Write the listing out again, all of it, word for word.

(Stored data)
::::::::::
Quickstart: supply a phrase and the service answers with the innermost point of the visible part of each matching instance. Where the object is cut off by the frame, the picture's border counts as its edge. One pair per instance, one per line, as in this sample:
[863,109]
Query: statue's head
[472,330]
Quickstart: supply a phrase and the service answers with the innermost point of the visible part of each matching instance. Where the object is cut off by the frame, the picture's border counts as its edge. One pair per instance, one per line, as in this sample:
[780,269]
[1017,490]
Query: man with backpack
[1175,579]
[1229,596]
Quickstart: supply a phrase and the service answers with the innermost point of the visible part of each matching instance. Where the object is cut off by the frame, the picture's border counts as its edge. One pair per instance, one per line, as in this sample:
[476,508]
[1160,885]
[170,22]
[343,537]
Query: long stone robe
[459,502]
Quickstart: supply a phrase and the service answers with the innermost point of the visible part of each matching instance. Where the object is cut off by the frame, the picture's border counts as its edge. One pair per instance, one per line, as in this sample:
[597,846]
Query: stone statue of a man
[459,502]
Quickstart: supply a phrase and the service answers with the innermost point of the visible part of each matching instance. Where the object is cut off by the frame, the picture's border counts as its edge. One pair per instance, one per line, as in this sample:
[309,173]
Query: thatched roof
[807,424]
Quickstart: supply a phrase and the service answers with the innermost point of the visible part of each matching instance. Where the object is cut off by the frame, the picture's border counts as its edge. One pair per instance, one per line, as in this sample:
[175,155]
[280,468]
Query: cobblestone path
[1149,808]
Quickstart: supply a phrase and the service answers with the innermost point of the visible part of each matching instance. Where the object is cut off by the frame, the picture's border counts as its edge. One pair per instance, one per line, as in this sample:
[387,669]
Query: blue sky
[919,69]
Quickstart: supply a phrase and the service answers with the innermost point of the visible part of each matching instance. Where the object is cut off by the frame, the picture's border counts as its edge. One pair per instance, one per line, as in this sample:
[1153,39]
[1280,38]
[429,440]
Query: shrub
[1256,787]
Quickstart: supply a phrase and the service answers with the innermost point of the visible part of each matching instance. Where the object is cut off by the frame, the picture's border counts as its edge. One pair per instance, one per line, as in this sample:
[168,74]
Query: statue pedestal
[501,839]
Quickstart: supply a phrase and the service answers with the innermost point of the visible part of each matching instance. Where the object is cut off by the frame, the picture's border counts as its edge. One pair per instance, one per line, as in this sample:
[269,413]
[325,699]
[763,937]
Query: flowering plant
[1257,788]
::::::::::
* **SOLUTION TO THIS TASK**
Quickstart: supply a phrase and the service answers with the innermost point of the visible part of each matching instance. Where the object is cut off by the frame, the picture's border counts as its edge. One pair per instance, one per line, as in this sample:
[863,109]
Query: statue's head
[472,330]
Quickstart: supply a phrase and the service answers with the innermost point of the visible part of each matching instance. Where the object is cut off by the frame, the picture's border counts as its edge. One pair per instance, one per line, as in this sample:
[780,269]
[1017,490]
Query: man with backpack
[1175,579]
[1229,596]
Quickstart: supply a phrase and the service answers with the innermost point of the visible part of each matching instance. Where the object is cut off by the frame, the picture's border counts as its edge. One pair per instance, one per line, as in this sample:
[476,508]
[1160,885]
[170,22]
[343,537]
Query: long stone robe
[459,502]
Quickstart: supply a phrase and the service answers with the innermost point of the visible part of each matching instance. Where the object is cut off by the frame, the picture's border counts as its edge. One pair per instance, one per line, as in this sample:
[597,846]
Query: stone statue of a man
[459,502]
Quickstart: supply a phrase and the service answers with the innermost point of the visible part of each matching instance. Where the object is cut off by the frame, the picture's border counts as its edge. One pair per instance, one per line, as in this sample:
[309,173]
Query: thatched roof
[807,424]
Quickstart: supply a phrase and the service answers with the innermost point of the visible part of each matching instance. Where the object is cut off by the frame, the picture's border counts as its edge. One pair per instance, one per line, as in this sample:
[175,155]
[280,468]
Query: cobblestone path
[1149,808]
Quickstart: supply a phrase and the service answers with the innermost point of the visible part of each matching instance. Where the object is cut off by the frame, the picture's border counts as its edge. One pair per instance, one per line, as in this sample:
[387,669]
Query: blue sky
[919,69]
Quickstart: supply a phrase and the service answers with the innermost point of the visible part of each matching instance. Where the object is cut off by the frame, the picture's border counts as its edge. One pair per instance, one per line, as in this sample:
[1153,39]
[1280,38]
[429,440]
Query: shrub
[1256,787]
Quickstart: supply a phrase and the service answers with the innermost point of the visible part of each matching instance. Where the object is cut off by the frame, the picture's border counts as its edge. One pair per instance, one per line, as in this sample:
[168,74]
Query: statue pedestal
[501,839]
Quickstart: supply a phrase and the service answers with the innermost point of the visible part of each matching instance. Where the object is cut off by the frame, the picture's border counts as its edge. One pair per instance, one per line, as in this sample:
[269,413]
[325,699]
[763,937]
Query: flowering plant
[1257,788]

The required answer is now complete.